**Aim:** Extract every line of the data below that contains the word "target", copying each line in full.

**Extracted entries:**
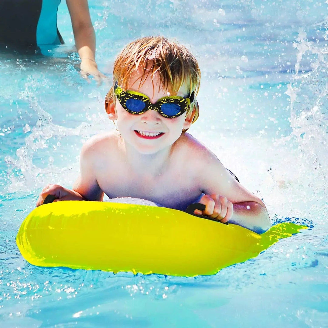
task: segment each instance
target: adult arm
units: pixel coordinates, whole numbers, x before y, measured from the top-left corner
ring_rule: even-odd
[[[100,81],[105,76],[98,69],[95,59],[96,38],[87,0],[66,0],[71,16],[75,44],[81,59],[81,73]]]

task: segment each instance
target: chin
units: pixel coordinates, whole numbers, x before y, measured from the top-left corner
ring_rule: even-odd
[[[161,149],[145,146],[137,147],[135,149],[138,153],[142,155],[153,155],[161,150]]]

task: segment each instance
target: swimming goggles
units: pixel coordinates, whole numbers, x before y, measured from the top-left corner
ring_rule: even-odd
[[[152,104],[145,94],[128,90],[123,91],[117,82],[114,92],[122,107],[130,114],[143,114],[146,111],[156,111],[163,117],[175,118],[188,111],[194,101],[193,91],[188,98],[171,96],[161,98],[155,104]]]

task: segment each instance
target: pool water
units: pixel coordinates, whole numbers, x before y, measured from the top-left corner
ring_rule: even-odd
[[[83,143],[114,128],[103,106],[109,82],[79,75],[64,2],[65,44],[46,56],[0,53],[0,325],[327,326],[327,2],[89,4],[97,61],[110,81],[115,56],[133,39],[164,35],[191,50],[202,77],[190,133],[264,200],[273,223],[310,229],[211,276],[27,263],[15,237],[42,188],[71,187]]]

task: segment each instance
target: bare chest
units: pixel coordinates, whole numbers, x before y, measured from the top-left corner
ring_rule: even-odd
[[[125,170],[102,175],[99,186],[110,198],[131,197],[173,208],[184,209],[201,192],[188,172],[170,170],[156,174]]]

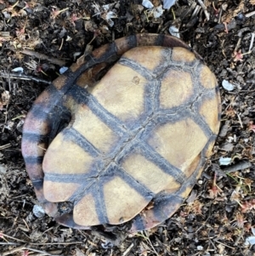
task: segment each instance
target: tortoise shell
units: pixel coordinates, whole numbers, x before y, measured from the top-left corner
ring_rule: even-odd
[[[219,114],[216,78],[196,53],[170,36],[138,34],[54,81],[27,115],[22,153],[38,201],[59,223],[132,220],[133,232],[169,218],[189,195]]]

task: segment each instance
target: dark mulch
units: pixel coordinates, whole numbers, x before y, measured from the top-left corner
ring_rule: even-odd
[[[158,19],[141,1],[0,0],[0,255],[254,255],[246,241],[255,236],[255,1],[203,2],[209,20],[193,0],[178,0]],[[119,246],[37,218],[20,139],[24,118],[46,82],[88,43],[95,48],[137,32],[167,34],[171,26],[216,74],[222,95],[213,155],[188,201],[157,228]],[[22,78],[12,71],[17,67],[24,69]],[[234,89],[224,88],[224,80]]]

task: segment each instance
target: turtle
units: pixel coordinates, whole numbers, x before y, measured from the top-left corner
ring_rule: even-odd
[[[37,200],[68,227],[151,229],[189,196],[220,113],[214,74],[180,39],[135,34],[105,44],[27,114],[21,147]]]

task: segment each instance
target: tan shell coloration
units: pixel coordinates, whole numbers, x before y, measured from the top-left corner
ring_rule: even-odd
[[[131,232],[151,228],[174,213],[211,155],[220,114],[214,75],[178,39],[134,37],[114,44],[112,56],[123,55],[98,82],[110,45],[93,53],[102,60],[92,68],[73,65],[26,121],[22,152],[37,198],[67,226],[132,219]],[[56,113],[67,127],[54,123]],[[61,214],[61,202],[73,209]]]

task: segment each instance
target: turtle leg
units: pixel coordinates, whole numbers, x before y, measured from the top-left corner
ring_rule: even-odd
[[[93,85],[94,73],[105,67],[93,65],[94,62],[91,60],[82,66],[74,66],[76,71],[70,69],[54,80],[34,102],[23,126],[21,150],[26,168],[39,202],[52,217],[58,215],[58,209],[57,204],[47,201],[43,195],[43,156],[51,141],[71,119],[71,106],[65,106],[64,102],[65,94],[79,78],[81,85]],[[81,73],[80,69],[85,75],[76,75]]]

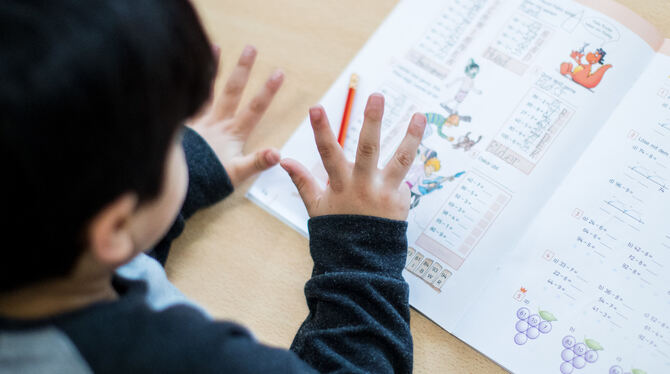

**Solved exercise:**
target: adult arm
target: chin
target: swimming goggles
target: pool water
target: bare chest
target: tortoise shell
target: dark mulch
target: turtle
target: tan shell coloration
target: turtle leg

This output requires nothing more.